Instructions for the task |
Copy out each line of the data below in which the string "balcony" appears.

-------- Data listing

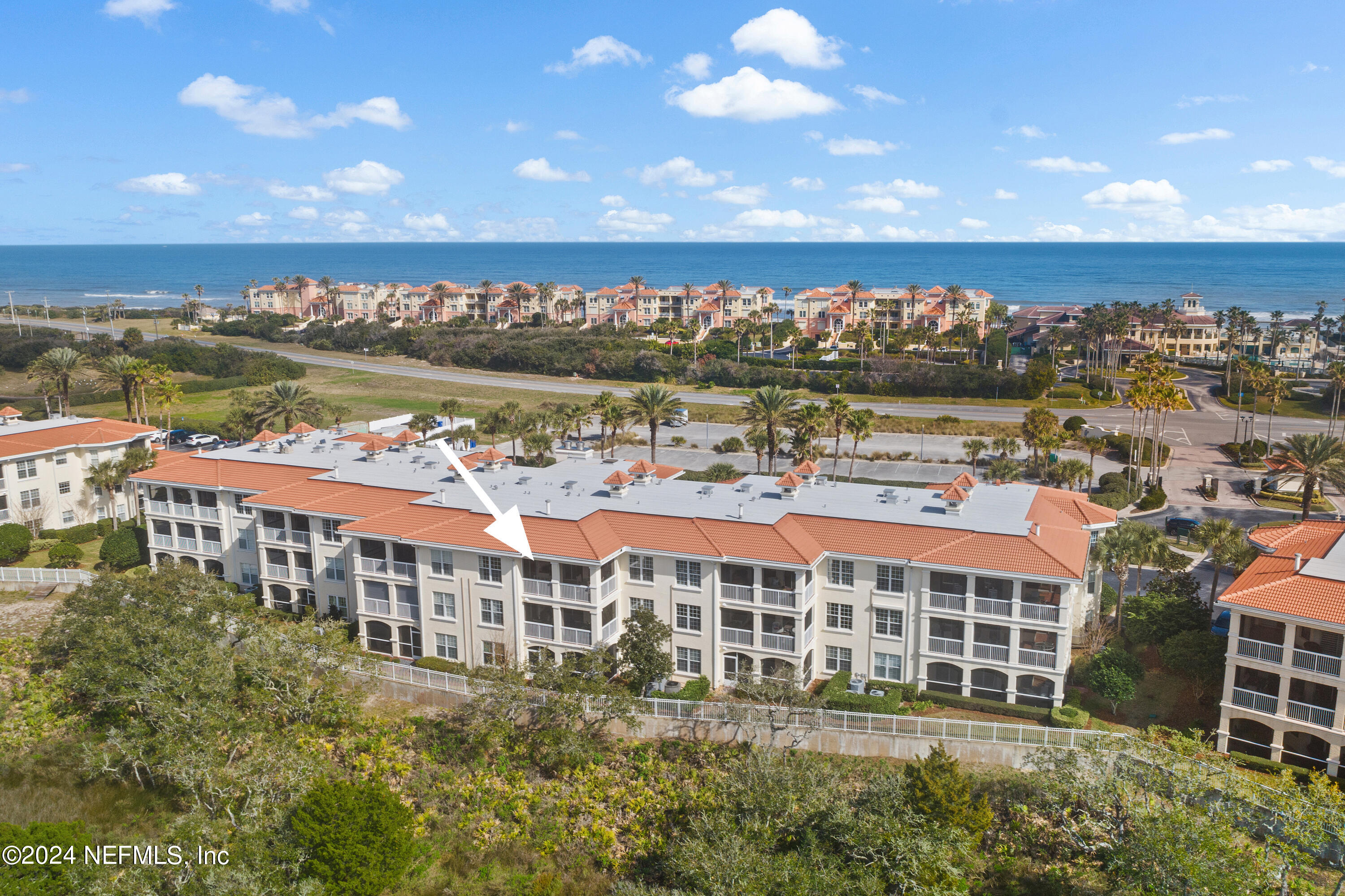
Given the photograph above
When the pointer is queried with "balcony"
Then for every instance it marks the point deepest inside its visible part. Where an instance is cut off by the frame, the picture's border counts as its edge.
(736, 593)
(1312, 715)
(736, 637)
(1041, 613)
(1044, 658)
(1317, 662)
(577, 637)
(992, 607)
(1255, 700)
(537, 587)
(949, 602)
(1262, 650)
(576, 593)
(946, 646)
(994, 653)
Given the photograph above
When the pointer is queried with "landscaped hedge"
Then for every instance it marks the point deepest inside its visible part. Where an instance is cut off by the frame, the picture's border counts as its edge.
(957, 701)
(1068, 718)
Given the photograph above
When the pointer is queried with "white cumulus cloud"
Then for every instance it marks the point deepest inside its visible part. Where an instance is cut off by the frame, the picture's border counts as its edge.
(1064, 164)
(680, 170)
(542, 170)
(873, 95)
(599, 52)
(165, 185)
(366, 179)
(772, 218)
(790, 37)
(1208, 134)
(750, 96)
(744, 195)
(1263, 166)
(268, 115)
(696, 65)
(634, 221)
(147, 11)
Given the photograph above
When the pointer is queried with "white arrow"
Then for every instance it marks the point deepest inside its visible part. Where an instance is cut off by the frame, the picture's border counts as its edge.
(508, 527)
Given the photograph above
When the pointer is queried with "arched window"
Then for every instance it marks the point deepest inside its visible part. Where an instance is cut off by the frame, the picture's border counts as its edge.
(378, 638)
(989, 684)
(1035, 691)
(943, 677)
(1251, 738)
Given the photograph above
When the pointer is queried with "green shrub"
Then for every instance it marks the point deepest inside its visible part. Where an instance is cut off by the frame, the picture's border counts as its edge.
(357, 837)
(121, 550)
(1068, 718)
(980, 704)
(438, 664)
(65, 556)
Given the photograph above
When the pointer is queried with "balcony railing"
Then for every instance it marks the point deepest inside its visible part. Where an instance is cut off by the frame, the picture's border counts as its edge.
(1255, 700)
(993, 607)
(576, 593)
(736, 637)
(1043, 613)
(736, 593)
(577, 637)
(997, 653)
(946, 646)
(1262, 650)
(537, 587)
(1317, 662)
(949, 602)
(1044, 658)
(1310, 714)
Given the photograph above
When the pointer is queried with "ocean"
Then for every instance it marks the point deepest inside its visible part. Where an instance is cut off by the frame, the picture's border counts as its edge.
(1259, 277)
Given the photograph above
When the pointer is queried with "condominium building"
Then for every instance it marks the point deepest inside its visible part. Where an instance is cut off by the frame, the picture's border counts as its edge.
(45, 465)
(1286, 634)
(974, 589)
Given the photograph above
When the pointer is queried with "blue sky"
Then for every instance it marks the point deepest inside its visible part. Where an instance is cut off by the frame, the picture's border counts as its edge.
(300, 120)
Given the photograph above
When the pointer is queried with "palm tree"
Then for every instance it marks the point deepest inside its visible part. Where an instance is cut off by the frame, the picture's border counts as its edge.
(116, 372)
(770, 408)
(60, 365)
(1220, 537)
(838, 409)
(1316, 458)
(287, 400)
(651, 404)
(861, 429)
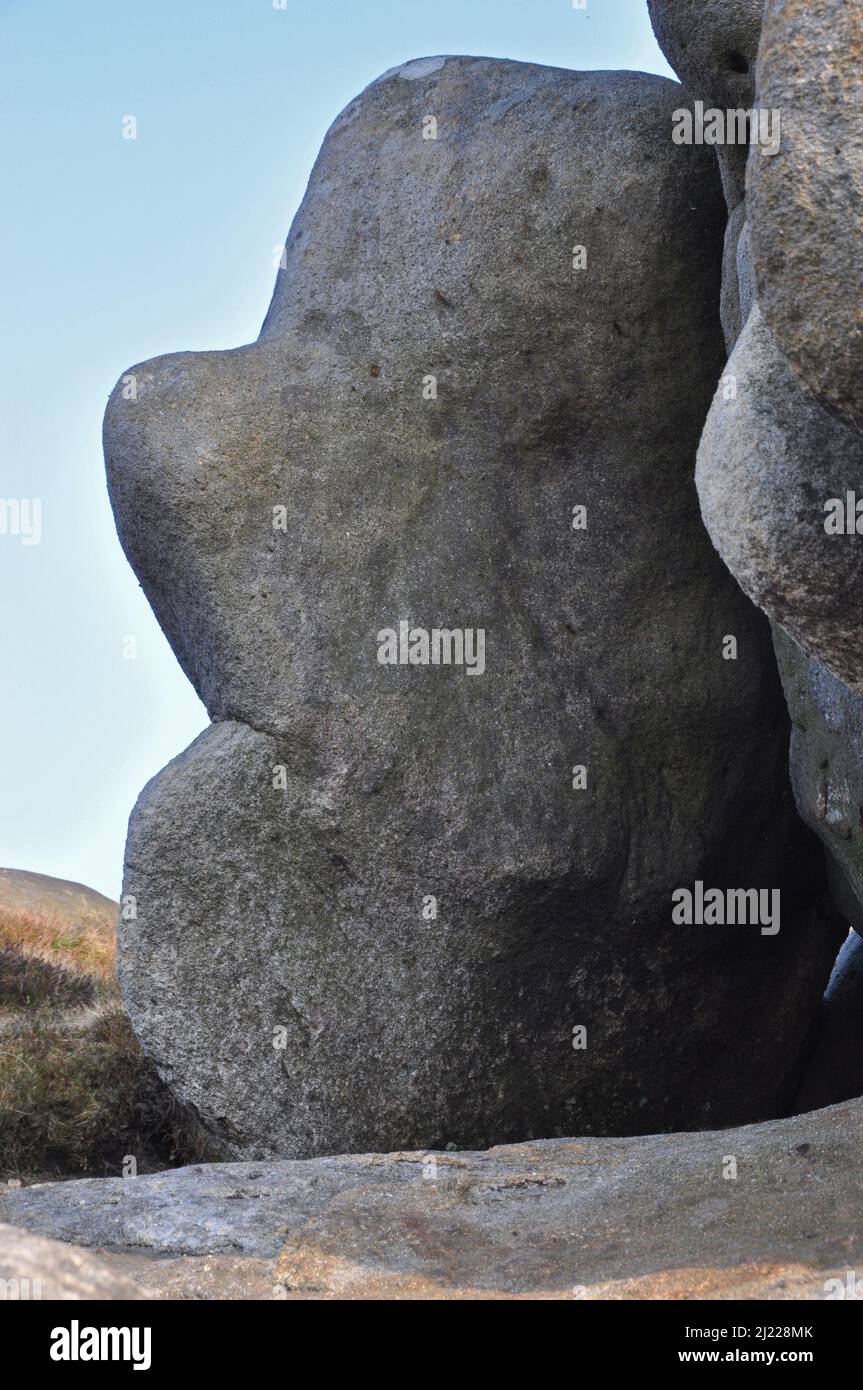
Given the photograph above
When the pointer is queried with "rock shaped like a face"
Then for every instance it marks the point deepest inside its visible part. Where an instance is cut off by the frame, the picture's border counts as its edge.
(377, 904)
(712, 45)
(806, 203)
(777, 481)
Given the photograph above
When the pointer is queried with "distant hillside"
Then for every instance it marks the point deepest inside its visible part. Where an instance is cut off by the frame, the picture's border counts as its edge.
(67, 902)
(77, 1096)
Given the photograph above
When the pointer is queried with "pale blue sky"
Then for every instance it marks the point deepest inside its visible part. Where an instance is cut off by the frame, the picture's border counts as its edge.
(116, 250)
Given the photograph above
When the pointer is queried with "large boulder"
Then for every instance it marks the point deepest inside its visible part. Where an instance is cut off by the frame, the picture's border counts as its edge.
(712, 45)
(776, 478)
(806, 205)
(375, 904)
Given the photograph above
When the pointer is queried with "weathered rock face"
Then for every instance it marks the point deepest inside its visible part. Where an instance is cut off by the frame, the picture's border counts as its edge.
(769, 1211)
(834, 1070)
(373, 901)
(806, 205)
(34, 1269)
(774, 471)
(712, 45)
(771, 459)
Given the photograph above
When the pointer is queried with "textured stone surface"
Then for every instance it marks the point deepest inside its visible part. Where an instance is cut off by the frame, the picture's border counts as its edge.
(34, 1268)
(635, 1218)
(769, 462)
(835, 1066)
(827, 767)
(806, 205)
(712, 45)
(293, 915)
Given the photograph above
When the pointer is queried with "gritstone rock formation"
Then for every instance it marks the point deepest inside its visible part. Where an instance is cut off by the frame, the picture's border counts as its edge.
(375, 902)
(712, 45)
(806, 205)
(777, 473)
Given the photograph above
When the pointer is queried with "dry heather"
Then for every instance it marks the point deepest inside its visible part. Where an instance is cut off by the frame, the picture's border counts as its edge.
(77, 1094)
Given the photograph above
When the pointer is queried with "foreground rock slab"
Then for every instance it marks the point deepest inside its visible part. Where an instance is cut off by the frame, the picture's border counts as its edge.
(38, 1269)
(659, 1216)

----------------

Answer for this exercise |
When the pointer is queried with "balcony"
When the pointer is queried with "balcony railing"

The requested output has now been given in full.